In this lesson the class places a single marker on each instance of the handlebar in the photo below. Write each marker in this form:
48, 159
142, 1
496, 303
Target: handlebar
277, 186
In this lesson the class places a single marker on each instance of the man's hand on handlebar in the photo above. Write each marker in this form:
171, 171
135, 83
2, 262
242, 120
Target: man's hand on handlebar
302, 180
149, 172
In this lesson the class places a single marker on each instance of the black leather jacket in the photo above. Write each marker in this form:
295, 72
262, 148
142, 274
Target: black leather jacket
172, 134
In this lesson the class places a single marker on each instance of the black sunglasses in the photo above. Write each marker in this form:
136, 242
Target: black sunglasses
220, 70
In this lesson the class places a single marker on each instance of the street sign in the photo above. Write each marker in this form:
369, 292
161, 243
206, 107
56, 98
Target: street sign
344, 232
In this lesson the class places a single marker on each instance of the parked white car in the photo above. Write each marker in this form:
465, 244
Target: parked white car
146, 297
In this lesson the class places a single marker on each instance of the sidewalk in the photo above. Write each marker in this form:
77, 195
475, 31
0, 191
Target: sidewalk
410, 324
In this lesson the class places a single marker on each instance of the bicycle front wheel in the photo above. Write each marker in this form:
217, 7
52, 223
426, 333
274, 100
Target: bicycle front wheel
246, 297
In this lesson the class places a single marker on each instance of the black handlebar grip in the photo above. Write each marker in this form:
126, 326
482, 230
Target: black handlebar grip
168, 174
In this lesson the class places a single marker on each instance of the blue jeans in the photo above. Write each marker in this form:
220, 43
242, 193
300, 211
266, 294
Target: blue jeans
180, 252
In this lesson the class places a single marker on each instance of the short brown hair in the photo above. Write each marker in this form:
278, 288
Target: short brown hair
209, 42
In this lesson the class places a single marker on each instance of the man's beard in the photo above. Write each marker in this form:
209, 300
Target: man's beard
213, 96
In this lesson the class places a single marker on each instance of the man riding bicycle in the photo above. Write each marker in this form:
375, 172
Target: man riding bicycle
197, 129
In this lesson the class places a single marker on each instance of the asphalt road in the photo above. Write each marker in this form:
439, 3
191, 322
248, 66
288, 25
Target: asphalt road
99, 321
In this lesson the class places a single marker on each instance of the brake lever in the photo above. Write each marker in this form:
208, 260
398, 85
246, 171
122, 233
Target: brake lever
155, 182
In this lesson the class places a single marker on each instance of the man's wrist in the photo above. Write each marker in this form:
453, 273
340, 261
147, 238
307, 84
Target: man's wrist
==============================
DIRECTION => Copy all of the material word for word.

RESPONSE =>
In this lesson the class places a single marker on each instance of the handlebar in the photo below. Write each marker in this form:
48, 159
142, 1
496, 303
Target: handlebar
277, 186
In this lesson the class places a single marker on each instance of the man's hand on handlebar in the photo above. Write each marker in this form:
171, 171
135, 83
2, 262
242, 120
Target: man's hand on handlebar
302, 180
149, 172
In this lesson the class places a single marker on each instance of the black leather jacket in the photo above. Write each marker in this form:
295, 72
262, 148
142, 274
Target: black leather jacket
172, 134
In this lesson the class places a single marker on each instance of the black sunglasses in the photo above. Write each marker in this form:
136, 242
Target: black sunglasses
220, 70
In this lesson the class places a single marker on each instance of the street sign in the photo above. Write each marker in this form:
369, 292
161, 243
206, 107
56, 98
Target: street sign
344, 232
In this lesson the class places a single marker on each instance of the parked white car in the photo above. Write each marker in this form:
465, 244
Target: parked white car
146, 297
In this lesson the class places a single marker on each instance of the sidewalk in the photo above. Write each marker in this form:
77, 195
475, 31
0, 191
Target: sidewalk
410, 324
In this lesson the class places a single marker on each instance of the bicycle front wheel in the photo above. Write each marker in this form:
217, 7
52, 223
426, 333
274, 100
Target: bicycle front wheel
246, 297
In this lesson the class places a single marker on each instance of the black handlebar grip in the photo above. Write each marker in this form:
126, 326
482, 230
Target: black handlebar grip
168, 174
In this lesson the class places a single marker on each instance of the blue jeans in the photo above. Write each marker in this form:
220, 43
242, 193
300, 211
266, 294
Target: blue jeans
180, 252
In this lesson the class places a single marker on each instance of the short brown hair in the photo above. Write each marker in this form:
278, 288
Target: short brown hair
209, 42
In this lesson the class places a single marker on each instance of the man's beard in the photo above. Write each marker in this form:
209, 300
Target: man's beard
213, 96
In this lesson the class places a single marker on each instance of the man riding bicycle in the photo above. Write each marker in this form:
375, 172
Target: man riding bicycle
197, 129
In this lesson the class places a single marker on each instance of the asphalt road in the photo above. Write each marker in this form:
439, 3
191, 322
248, 66
288, 25
Target: asphalt road
99, 321
In this lesson the class places a single marker on each instance of the brake lever in the photo above. Write each marker in this form:
208, 260
398, 85
246, 171
122, 233
Target: brake lever
155, 182
In this lesson the class places a single marker on each instance of the man's wrist in the photo above. Write each marker in this form:
453, 273
340, 261
147, 238
307, 84
Target: man's wrist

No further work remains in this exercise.